[Data items]
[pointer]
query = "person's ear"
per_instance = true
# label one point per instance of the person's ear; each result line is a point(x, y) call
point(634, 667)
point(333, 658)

**YOUR OBJECTIVE:** Swap every "person's ear" in the items above for "person's hand" and rewrite the items with nothing else altered.

**FULL ANSWER:**
[pointer]
query = "person's hand"
per_instance = true
# label one point per instance of the person's hand; each result line is a point(x, y) call
point(634, 667)
point(333, 658)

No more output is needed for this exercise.